= Your task =
The complete listing below should be transcribed precisely.

= Data section =
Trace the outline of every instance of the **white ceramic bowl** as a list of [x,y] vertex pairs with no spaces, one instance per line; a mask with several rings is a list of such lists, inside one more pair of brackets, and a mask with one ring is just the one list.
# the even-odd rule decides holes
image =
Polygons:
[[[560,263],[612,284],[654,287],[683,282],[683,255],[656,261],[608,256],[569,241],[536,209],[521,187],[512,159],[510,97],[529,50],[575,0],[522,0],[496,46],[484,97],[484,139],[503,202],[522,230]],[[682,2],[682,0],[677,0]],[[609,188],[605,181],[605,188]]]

= Problem solution =
Trace the outline of every instance of the **white ceramic bowl** as a list of [x,y] vertex pairs with no spaces, one instance per line; a mask with several rings is a list of such lists, inside one more pair of brackets, and a mask with one ring is just the one list.
# the even-odd rule decides holes
image =
Polygons:
[[[560,263],[612,284],[654,287],[683,282],[683,255],[656,261],[608,256],[569,241],[536,209],[521,187],[512,159],[510,97],[529,50],[575,0],[522,0],[496,46],[484,97],[484,139],[503,202],[522,230]],[[682,2],[682,0],[677,0]],[[609,188],[605,181],[605,188]]]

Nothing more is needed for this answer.